Pointing records:
────
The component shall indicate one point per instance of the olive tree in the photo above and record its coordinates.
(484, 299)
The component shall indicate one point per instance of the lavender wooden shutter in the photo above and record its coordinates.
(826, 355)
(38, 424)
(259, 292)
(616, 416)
────
| Problem to work on |
Convert every line of the material above into a JSON list of strings, one string per line, leaving out any blank lines.

| Answer below |
[
  "The component shall indicate one point per instance of the olive tree in the photo above and record its coordinates.",
  "(484, 299)",
  "The component shall indicate one point per instance of the lavender wooden shutter in the photo above and record its coordinates.",
  "(826, 355)",
  "(38, 424)",
  "(259, 292)",
  "(616, 416)"
]